*Directions:* Copy out every one of the rows below word for word, leaving out the pictures.

*Extracted material:*

[start]

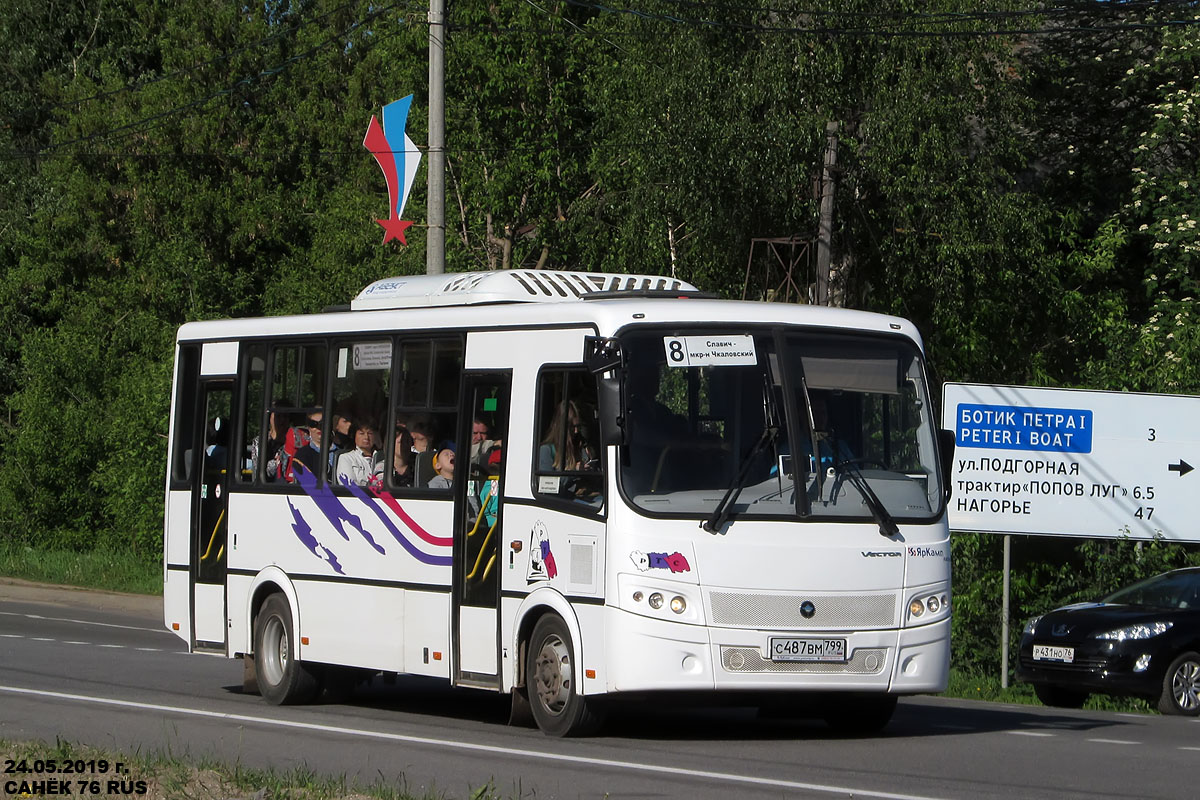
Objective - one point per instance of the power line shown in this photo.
(225, 56)
(885, 32)
(155, 120)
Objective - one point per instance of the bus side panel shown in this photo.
(360, 572)
(547, 548)
(427, 633)
(354, 625)
(177, 578)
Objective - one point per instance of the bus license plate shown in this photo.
(797, 649)
(1048, 653)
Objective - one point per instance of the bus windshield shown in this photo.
(798, 423)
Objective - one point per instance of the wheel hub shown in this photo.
(552, 674)
(1186, 686)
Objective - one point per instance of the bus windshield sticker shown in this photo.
(718, 350)
(373, 355)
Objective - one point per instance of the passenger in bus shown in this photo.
(276, 427)
(443, 464)
(363, 464)
(424, 434)
(574, 453)
(341, 434)
(310, 455)
(480, 443)
(402, 458)
(295, 441)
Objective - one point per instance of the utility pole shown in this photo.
(825, 228)
(436, 215)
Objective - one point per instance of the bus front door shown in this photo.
(210, 503)
(479, 510)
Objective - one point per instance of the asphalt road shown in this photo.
(100, 669)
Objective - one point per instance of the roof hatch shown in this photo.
(509, 286)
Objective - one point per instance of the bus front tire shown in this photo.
(557, 705)
(282, 679)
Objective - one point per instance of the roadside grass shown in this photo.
(107, 570)
(168, 776)
(987, 687)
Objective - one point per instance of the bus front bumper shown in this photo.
(655, 655)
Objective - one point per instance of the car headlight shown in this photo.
(1139, 631)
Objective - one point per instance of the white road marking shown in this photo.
(84, 621)
(534, 755)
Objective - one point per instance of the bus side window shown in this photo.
(298, 392)
(568, 458)
(253, 373)
(430, 376)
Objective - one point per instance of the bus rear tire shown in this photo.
(282, 679)
(557, 705)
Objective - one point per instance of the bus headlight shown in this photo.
(929, 607)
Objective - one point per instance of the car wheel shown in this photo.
(557, 705)
(858, 716)
(1060, 697)
(1181, 686)
(282, 679)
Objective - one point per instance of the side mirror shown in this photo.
(610, 410)
(946, 444)
(603, 354)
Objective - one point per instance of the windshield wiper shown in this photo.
(725, 507)
(888, 525)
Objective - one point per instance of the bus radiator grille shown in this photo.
(833, 612)
(863, 661)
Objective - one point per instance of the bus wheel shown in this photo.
(558, 708)
(282, 679)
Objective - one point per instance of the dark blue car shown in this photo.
(1143, 641)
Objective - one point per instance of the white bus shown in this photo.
(564, 487)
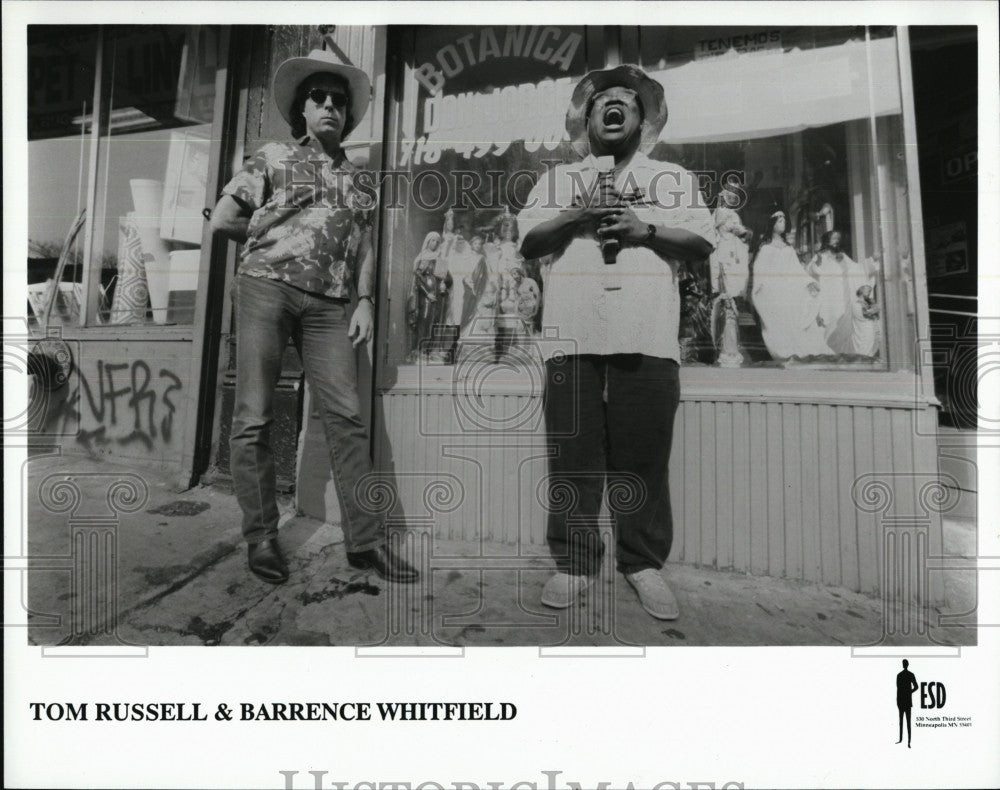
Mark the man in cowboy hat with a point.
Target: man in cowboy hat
(306, 228)
(610, 404)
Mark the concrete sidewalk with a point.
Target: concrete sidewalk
(179, 577)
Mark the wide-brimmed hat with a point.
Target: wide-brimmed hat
(650, 94)
(290, 74)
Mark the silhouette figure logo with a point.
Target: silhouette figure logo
(906, 684)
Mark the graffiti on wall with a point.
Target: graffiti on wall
(121, 403)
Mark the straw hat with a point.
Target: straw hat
(650, 94)
(290, 74)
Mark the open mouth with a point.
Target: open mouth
(614, 116)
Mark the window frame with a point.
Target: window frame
(901, 362)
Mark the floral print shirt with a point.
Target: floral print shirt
(309, 217)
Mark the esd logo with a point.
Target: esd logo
(932, 695)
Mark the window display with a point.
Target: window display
(151, 185)
(795, 134)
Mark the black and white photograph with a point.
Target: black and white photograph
(449, 361)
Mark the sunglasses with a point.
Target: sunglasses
(320, 95)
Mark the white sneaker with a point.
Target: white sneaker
(562, 589)
(654, 594)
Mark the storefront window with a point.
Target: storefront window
(60, 94)
(155, 116)
(476, 128)
(796, 134)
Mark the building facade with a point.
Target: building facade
(808, 425)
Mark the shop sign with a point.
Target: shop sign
(947, 250)
(743, 43)
(549, 44)
(477, 124)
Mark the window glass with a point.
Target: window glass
(158, 97)
(477, 126)
(804, 127)
(60, 94)
(154, 171)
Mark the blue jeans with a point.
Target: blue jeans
(610, 423)
(268, 313)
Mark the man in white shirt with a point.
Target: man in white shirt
(610, 405)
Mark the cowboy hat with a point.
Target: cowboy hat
(290, 74)
(650, 94)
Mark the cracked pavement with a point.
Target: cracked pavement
(177, 576)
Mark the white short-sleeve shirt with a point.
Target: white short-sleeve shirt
(643, 315)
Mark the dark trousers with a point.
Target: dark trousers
(268, 313)
(610, 421)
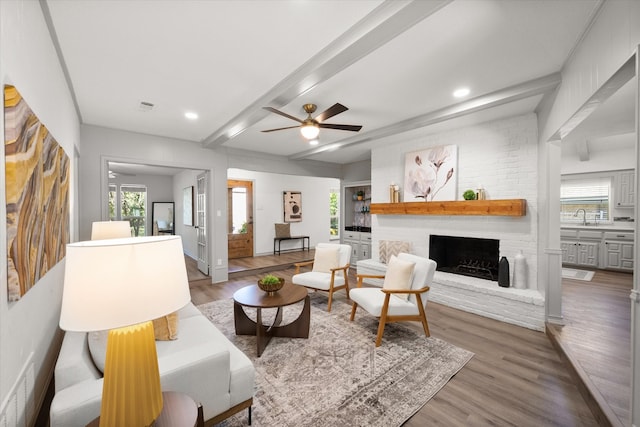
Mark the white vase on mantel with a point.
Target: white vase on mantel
(520, 271)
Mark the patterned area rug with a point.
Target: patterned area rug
(338, 377)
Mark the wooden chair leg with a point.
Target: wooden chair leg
(354, 306)
(423, 317)
(383, 319)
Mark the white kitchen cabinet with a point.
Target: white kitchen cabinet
(625, 189)
(569, 251)
(360, 243)
(619, 251)
(581, 247)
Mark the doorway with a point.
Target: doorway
(240, 218)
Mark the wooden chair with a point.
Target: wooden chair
(390, 303)
(330, 268)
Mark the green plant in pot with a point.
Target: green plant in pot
(469, 195)
(271, 284)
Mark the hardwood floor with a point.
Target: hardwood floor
(515, 378)
(596, 339)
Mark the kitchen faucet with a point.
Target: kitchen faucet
(584, 215)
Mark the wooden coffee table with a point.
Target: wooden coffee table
(253, 296)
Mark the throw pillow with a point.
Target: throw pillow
(98, 348)
(283, 230)
(399, 275)
(165, 328)
(325, 259)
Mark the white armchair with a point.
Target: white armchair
(329, 272)
(403, 296)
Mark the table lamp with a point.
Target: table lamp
(101, 230)
(122, 285)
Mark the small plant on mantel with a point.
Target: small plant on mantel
(271, 284)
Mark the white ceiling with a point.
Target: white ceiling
(394, 64)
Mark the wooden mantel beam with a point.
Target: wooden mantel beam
(505, 207)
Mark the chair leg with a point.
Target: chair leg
(346, 283)
(354, 306)
(383, 319)
(423, 317)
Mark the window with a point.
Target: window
(132, 202)
(334, 213)
(113, 202)
(591, 194)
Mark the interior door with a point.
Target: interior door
(201, 224)
(240, 218)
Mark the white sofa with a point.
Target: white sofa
(201, 363)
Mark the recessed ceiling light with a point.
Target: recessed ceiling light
(462, 92)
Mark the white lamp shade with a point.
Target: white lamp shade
(120, 282)
(101, 230)
(310, 131)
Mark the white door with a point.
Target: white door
(201, 223)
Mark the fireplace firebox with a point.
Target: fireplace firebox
(467, 256)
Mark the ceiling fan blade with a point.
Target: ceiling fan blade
(352, 128)
(337, 108)
(273, 110)
(272, 130)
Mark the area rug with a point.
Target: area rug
(575, 274)
(337, 377)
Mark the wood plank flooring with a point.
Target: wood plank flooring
(596, 338)
(516, 377)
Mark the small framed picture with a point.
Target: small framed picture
(292, 201)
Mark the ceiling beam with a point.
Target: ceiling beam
(503, 96)
(582, 147)
(382, 25)
(615, 82)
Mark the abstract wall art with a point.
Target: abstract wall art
(431, 174)
(37, 196)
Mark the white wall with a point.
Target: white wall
(501, 155)
(28, 61)
(268, 208)
(610, 42)
(187, 178)
(358, 171)
(612, 153)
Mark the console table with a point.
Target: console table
(278, 240)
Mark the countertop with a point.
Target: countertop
(616, 226)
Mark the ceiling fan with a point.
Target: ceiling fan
(310, 127)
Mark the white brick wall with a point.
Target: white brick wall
(500, 155)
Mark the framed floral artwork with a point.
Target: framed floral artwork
(292, 206)
(431, 174)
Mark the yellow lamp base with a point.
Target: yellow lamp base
(131, 392)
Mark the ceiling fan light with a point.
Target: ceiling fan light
(310, 131)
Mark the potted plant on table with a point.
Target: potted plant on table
(271, 284)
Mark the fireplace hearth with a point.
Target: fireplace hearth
(468, 256)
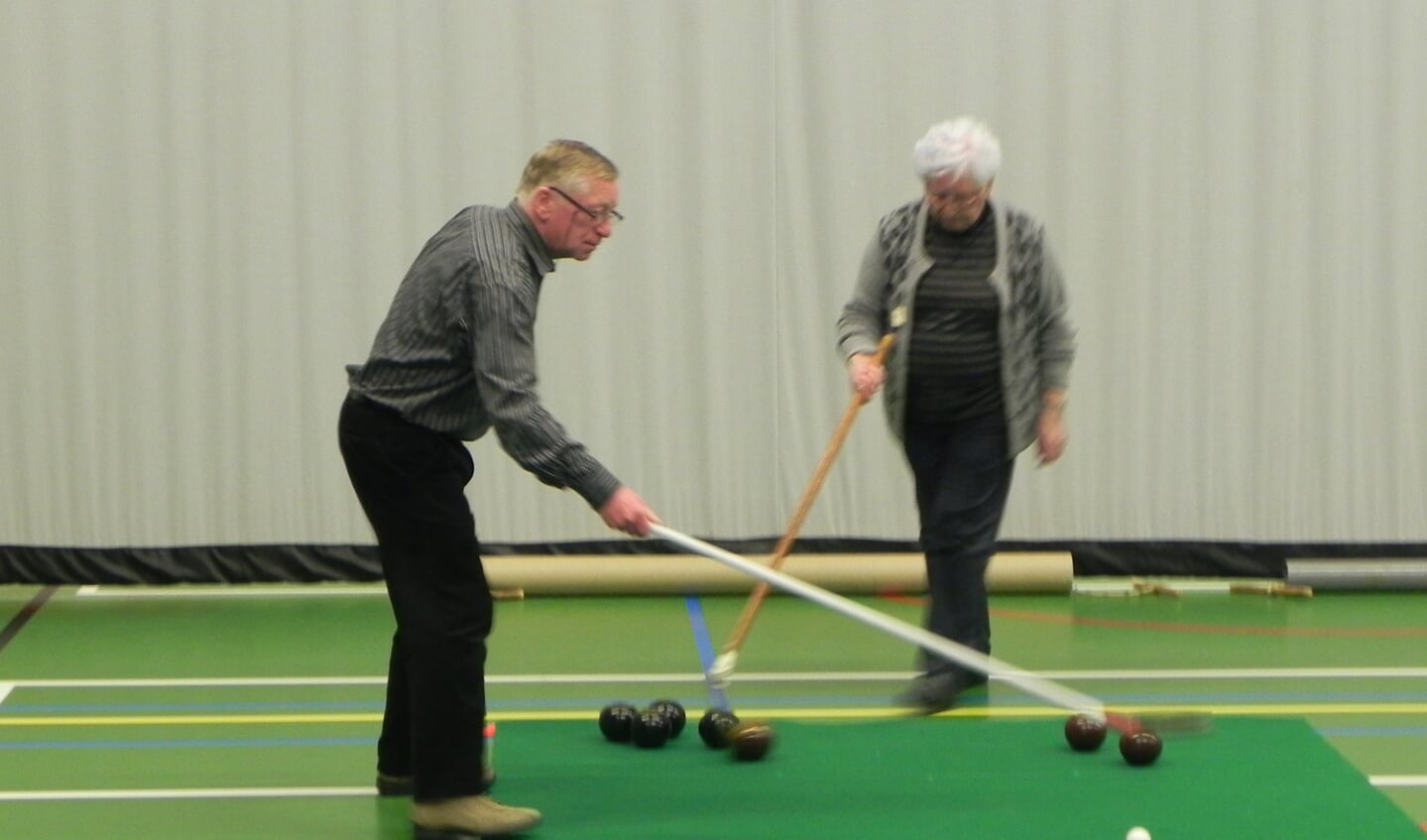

[end]

*Response to the task:*
Objective - one point per instance of the power line shown in this photo.
(225, 56)
(885, 32)
(155, 120)
Objective - one point per instance of the bus side panel shown in this photo.
(360, 572)
(547, 548)
(427, 633)
(354, 625)
(177, 578)
Objective - one point per instance of the bus license plate shown in this photo.
(797, 649)
(1048, 653)
Objective - one point per instance of the bus windshield shown in this photo.
(798, 423)
Objective - one point per instance of the wheel hub shown in this photo.
(552, 674)
(1186, 686)
Objective - one point per instance of the bus windshield sticker shown in this photo.
(718, 350)
(373, 355)
Objective - one point per instance of the passenger in bus shown in this photo.
(276, 427)
(443, 464)
(363, 464)
(424, 434)
(574, 453)
(341, 434)
(310, 455)
(480, 443)
(402, 458)
(295, 441)
Objective - one point per instance of the utility pole shown in this photo.
(825, 228)
(436, 215)
Objective - one point per instance of the bus front door shown in this photo.
(210, 503)
(479, 510)
Objective - one point per instance of the asphalt road shown in this photo.
(100, 669)
Objective - one point per instance of the roof hatch shown in this photo.
(509, 286)
Objective - one point per instance of the bus front tire shown in this photo.
(557, 705)
(282, 679)
Objective - one point per instance of the roadside grass shown in this photo.
(107, 570)
(168, 776)
(987, 687)
Objective - one point per instance of the bus front bumper shown in this photo.
(655, 655)
Objective - one point per instance of the car headlight shown in this photo.
(1139, 631)
Objective - one point per instance of the white road marking shown in this photo.
(84, 621)
(534, 755)
Objective - one point per instance of the bus side window shown in this photo.
(298, 392)
(568, 458)
(253, 373)
(430, 376)
Objective - one point per instance of the bus rear tire shown in this photo.
(282, 679)
(557, 705)
Objective - one point per instance of the bus headlight shown in this photo.
(929, 607)
Objective - one point per instance of the car wheel shown in this photo.
(557, 705)
(858, 716)
(1060, 697)
(1181, 686)
(282, 679)
Objective - one point per instance of the side mirror shown in this photo.
(610, 410)
(946, 444)
(603, 354)
Objective - one point per instance of the windshield wiper shown in this photo.
(725, 507)
(888, 525)
Objective - one point per instance of the bus radiator grille shown in this photo.
(833, 612)
(863, 661)
Objective - one point per instance of the bus wheel shown in this photo.
(558, 708)
(282, 679)
Objective - one point per instance of the dark blue car shown in this photo.
(1143, 641)
Objective - one point per instance of the white bus shown in this photo.
(564, 487)
Mark the man in cowboy hat with a point.
Target: man in cowboy hat
(306, 228)
(610, 404)
Mark the concrete sidewalk with a point.
Target: concrete sidewalk
(179, 577)
Mark the wide-brimmed hat with a point.
Target: wide-brimmed hat
(650, 94)
(290, 74)
Mark the silhouette figure logo with a point.
Target: silhouette figure logo
(906, 684)
Mark the graffiti on wall with a point.
Target: graffiti on wall
(121, 403)
Mark the straw hat with a point.
Target: straw hat
(650, 94)
(290, 74)
Mark the open mouth with a point.
Target: open mouth
(614, 116)
Mark the window frame with a point.
Target: window frame
(901, 362)
Mark the floral print shirt with a point.
Target: floral print shirt
(309, 217)
Mark the esd logo with a point.
Target: esd logo
(932, 695)
Mark the window display with a point.
Target: window display
(151, 185)
(795, 134)
Mark the black and white photograph with a point.
Target: black and white photograph
(449, 361)
Mark the sunglasses with a point.
Target: sunglasses
(320, 95)
Mark the white sneaker with a point.
Target: white sneaker
(562, 589)
(654, 594)
Mark the storefront window with a point.
Target: storefront window
(60, 94)
(155, 116)
(476, 128)
(796, 134)
Mark the building facade with a point.
Target: building facade
(808, 425)
Mark the shop sign with a point.
Target: shop sign
(947, 250)
(743, 43)
(549, 44)
(477, 124)
Mark the window glass with a point.
Target: window glass
(158, 97)
(477, 126)
(804, 127)
(60, 94)
(154, 171)
Mark the blue jeans with a point.
Target: blue jeans
(610, 423)
(268, 313)
Mark the man in white shirt with a point.
Target: man in white shirt
(610, 405)
Mark the cowboy hat with a point.
Target: cowboy hat
(290, 74)
(650, 94)
Mark the cracked pavement with a point.
Target: cracked pavement
(177, 576)
Mark the white short-sleeve shirt with a point.
Target: white short-sleeve shirt
(643, 315)
Mark the dark trousers with a point.
Target: dark trousers
(268, 313)
(610, 421)
Mark the white vase on mantel with a point.
Target: white vase on mantel
(520, 271)
Mark the patterned area rug with a point.
Target: patterned area rug
(338, 377)
Mark the wooden chair leg with a point.
Target: wooden chair leg
(354, 306)
(423, 317)
(383, 319)
Mark the white kitchen cabinet with a point.
Target: white kitchen cabinet
(625, 189)
(569, 251)
(360, 243)
(619, 251)
(581, 247)
Mark the doorway with a point.
Target: doorway
(240, 218)
Mark the wooden chair with a point.
Target: wooden chair
(390, 303)
(330, 268)
Mark the green plant in pot with a point.
Target: green plant in pot
(469, 195)
(271, 284)
Mark the hardwood floor with a point.
Target: hardwood floor
(515, 378)
(596, 339)
Mark the kitchen faucet with a point.
Target: kitchen faucet
(584, 215)
Mark the wooden coffee table with a point.
Target: wooden coffee table
(253, 296)
Mark the throw pillow with a point.
Target: throw pillow
(98, 348)
(283, 230)
(399, 275)
(165, 328)
(325, 259)
Mark the white armchair with a point.
Target: white armchair
(329, 272)
(403, 296)
Mark the table lamp with a point.
Target: table lamp
(101, 230)
(122, 285)
Mark the small plant on mantel with a point.
Target: small plant on mantel
(271, 284)
Mark the white ceiling with a point.
Target: white ceiling
(394, 64)
Mark the wooden mantel beam with a point.
Target: wooden mantel beam
(505, 207)
Mark the chair leg with a point.
Target: chair leg
(346, 283)
(354, 306)
(383, 319)
(423, 317)
Mark the window with a point.
Target: window
(132, 202)
(334, 213)
(113, 202)
(591, 194)
Mark the interior door with a point.
Target: interior door
(201, 224)
(240, 218)
Mark the white sofa with a point.
Target: white sofa
(201, 363)
Mark the recessed ceiling light with a point.
Target: recessed ceiling light
(462, 92)
Mark the white lamp shade with a point.
Target: white lamp shade
(120, 282)
(101, 230)
(310, 131)
Mark the white door with a point.
Target: white door
(201, 223)
Mark the fireplace firebox with a point.
Target: fireplace firebox
(467, 256)
Mark the ceiling fan blade with a point.
Target: ceiling fan blade
(352, 128)
(337, 108)
(273, 110)
(272, 130)
Mark the area rug with a point.
Target: area rug
(575, 274)
(337, 377)
Mark the wood plank flooring with a point.
Target: wood plank flooring
(596, 338)
(516, 377)
Mark the small framed picture with a point.
Target: small framed picture
(292, 201)
Mark the ceiling beam with a point.
Target: ceiling beam
(503, 96)
(582, 147)
(382, 25)
(615, 82)
Mark the abstract wall art with a point.
Target: abstract wall art
(431, 174)
(37, 196)
Mark the white wall with a point.
Target: white wall
(501, 155)
(28, 61)
(268, 208)
(610, 42)
(187, 178)
(358, 171)
(612, 153)
Mark the console table with a point.
Target: console table
(278, 240)
Mark the countertop with a point.
Target: countertop
(616, 226)
Mark the ceiling fan with a point.
Target: ceiling fan
(310, 127)
Mark the white brick wall with a point.
Target: white brick wall
(500, 155)
Mark the framed floral artwork with a point.
Target: framed floral artwork
(292, 206)
(431, 174)
Mark the yellow lamp base with a point.
Target: yellow lamp base
(131, 392)
Mark the ceiling fan light with a point.
Target: ceiling fan light
(310, 131)
Mark the potted plant on table with a point.
Target: potted plant on table
(271, 284)
Mark the fireplace hearth with a point.
Target: fireplace hearth
(468, 256)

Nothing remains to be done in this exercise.